EXERCISE TASK —
Select every line of the material below that contains the string "panel", matching case exactly.

RECORD EXTRACTS —
§
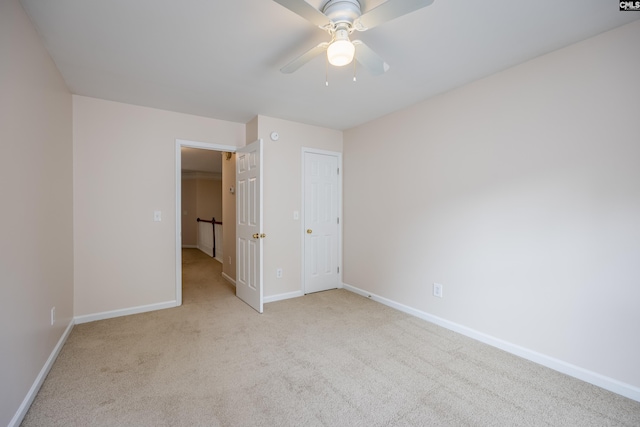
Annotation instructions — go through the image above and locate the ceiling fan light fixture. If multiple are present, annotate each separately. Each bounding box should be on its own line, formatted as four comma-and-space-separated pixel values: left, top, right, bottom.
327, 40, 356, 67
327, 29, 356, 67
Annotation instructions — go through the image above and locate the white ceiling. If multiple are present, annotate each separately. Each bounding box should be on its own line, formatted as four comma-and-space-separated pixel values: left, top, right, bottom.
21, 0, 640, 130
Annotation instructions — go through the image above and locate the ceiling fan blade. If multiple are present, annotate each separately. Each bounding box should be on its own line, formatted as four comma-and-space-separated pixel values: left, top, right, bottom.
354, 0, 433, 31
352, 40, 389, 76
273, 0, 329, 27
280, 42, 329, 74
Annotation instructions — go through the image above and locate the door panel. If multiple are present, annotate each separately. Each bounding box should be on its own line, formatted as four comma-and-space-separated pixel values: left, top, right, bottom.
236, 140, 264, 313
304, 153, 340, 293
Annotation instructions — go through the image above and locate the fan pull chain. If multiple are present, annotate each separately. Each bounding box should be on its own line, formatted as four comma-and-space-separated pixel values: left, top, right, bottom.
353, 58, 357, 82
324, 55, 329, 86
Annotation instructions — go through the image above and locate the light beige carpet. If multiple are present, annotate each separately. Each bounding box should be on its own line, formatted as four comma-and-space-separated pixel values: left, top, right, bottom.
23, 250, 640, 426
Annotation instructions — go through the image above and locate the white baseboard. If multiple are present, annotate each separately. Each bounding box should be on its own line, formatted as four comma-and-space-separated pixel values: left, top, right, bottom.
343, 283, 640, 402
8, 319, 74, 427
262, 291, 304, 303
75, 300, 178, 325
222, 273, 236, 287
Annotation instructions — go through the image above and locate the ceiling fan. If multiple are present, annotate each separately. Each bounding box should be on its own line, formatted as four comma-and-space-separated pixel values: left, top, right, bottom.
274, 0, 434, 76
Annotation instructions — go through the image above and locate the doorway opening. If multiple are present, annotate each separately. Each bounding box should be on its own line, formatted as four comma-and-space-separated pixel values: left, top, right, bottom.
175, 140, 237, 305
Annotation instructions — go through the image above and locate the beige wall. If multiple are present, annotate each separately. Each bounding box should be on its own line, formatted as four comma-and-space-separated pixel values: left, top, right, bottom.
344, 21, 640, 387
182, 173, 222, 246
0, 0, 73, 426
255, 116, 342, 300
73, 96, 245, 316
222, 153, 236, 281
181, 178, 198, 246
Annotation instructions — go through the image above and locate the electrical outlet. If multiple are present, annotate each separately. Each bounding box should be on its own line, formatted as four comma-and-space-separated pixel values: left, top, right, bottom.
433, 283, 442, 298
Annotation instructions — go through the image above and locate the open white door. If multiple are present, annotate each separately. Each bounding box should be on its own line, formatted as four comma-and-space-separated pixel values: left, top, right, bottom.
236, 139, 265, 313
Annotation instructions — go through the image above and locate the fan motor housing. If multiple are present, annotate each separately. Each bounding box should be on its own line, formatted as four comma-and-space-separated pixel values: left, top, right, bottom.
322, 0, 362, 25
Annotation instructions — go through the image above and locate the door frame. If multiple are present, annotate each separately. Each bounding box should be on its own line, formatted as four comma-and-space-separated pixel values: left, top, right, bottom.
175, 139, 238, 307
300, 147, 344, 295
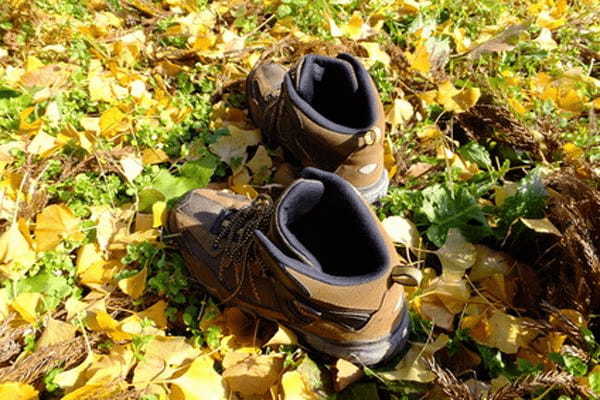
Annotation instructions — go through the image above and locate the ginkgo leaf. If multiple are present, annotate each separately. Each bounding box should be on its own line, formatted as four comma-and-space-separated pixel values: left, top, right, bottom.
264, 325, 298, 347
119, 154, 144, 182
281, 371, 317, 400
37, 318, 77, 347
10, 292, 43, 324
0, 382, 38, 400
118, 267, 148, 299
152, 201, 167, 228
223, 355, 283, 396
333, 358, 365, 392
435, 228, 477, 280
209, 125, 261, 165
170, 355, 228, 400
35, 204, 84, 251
§
SOLUTION FOR THIS EXERCISE —
Annotation instructions — go through the image above and locate the door panel. If multiple are present, annotate each separately. Each bounding box should be on its own line, formatted as four comma-and-space-separated pixel values: left, top, right, bottom.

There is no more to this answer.